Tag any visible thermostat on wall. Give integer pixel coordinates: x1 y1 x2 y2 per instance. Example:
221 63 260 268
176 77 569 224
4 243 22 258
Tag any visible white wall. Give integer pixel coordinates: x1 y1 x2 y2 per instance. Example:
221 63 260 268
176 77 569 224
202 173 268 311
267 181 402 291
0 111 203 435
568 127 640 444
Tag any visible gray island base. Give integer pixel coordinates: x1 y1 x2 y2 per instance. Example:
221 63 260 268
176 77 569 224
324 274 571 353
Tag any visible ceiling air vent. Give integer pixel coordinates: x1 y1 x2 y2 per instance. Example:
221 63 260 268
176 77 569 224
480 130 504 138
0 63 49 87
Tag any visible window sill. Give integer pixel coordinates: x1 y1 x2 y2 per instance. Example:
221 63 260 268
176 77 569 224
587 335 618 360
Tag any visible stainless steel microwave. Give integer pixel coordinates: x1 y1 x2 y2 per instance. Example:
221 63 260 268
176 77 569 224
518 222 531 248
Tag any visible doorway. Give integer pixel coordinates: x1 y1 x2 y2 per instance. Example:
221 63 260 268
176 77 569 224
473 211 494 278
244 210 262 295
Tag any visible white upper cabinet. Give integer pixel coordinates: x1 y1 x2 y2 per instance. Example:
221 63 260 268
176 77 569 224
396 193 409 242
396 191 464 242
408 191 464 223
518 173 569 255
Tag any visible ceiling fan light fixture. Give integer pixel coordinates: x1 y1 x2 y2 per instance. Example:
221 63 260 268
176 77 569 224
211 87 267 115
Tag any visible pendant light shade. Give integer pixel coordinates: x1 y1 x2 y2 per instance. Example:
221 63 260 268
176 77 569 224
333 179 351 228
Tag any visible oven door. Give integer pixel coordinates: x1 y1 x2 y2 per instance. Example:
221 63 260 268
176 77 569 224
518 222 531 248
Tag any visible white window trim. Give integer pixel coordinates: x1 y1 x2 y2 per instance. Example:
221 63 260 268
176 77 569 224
━━━━━━━━━━
Exercise objective: Reproduce verbatim the lines of the records from the line containing "Tag any visible gray" through the last line of the records, including both of those lines.

The output:
Tag any visible gray island base. Give integer pixel coordinates: x1 y1 x2 y2 per instance. Example:
221 63 260 268
176 77 569 224
324 274 571 353
Tag any visible ceiling air vent. Give integer pixel coordinates: x1 y1 x2 y2 per instance. Example:
221 63 260 268
176 77 569 224
480 130 504 138
0 63 49 87
Tag any visible window sill. Give integer pixel coordinates: x1 y1 x2 y2 per instance. Example:
221 63 260 268
176 77 569 224
587 335 618 360
Tag any visible stainless steel microwave. Give integer pixel coordinates: x1 y1 x2 y2 per instance. Example:
221 63 260 268
176 77 569 224
518 222 531 248
Tag any visible doorway. Give integer pixel coordinates: x1 y1 x2 y2 per instance. Example:
221 63 260 268
176 77 569 224
473 211 494 278
244 210 262 295
Tag any visible white upper cabinet. Give integer pixel coordinates: x1 y1 x2 y2 per instance. Example:
221 63 260 268
176 77 569 224
396 193 409 242
396 191 464 242
408 191 464 223
518 173 569 255
Tag any visible ceiling fan light fixture. Give integer pixel coordinates: x1 y1 x2 y2 per instance. Example:
221 63 260 268
176 77 569 224
211 87 267 115
Tag any visible pendant light shade. Give integer pixel coordinates: x1 y1 x2 y2 per instance. Example:
221 63 260 268
176 77 569 224
333 179 351 228
Tag any visible oven door. Give integer pixel coordinates: x1 y1 x2 y2 per instance. Example:
221 63 260 268
176 77 569 224
518 222 531 248
Tag any visible white window trim. Give integer pixel coordinates: x1 y1 x2 y2 per instance. Example:
221 63 260 268
176 77 569 224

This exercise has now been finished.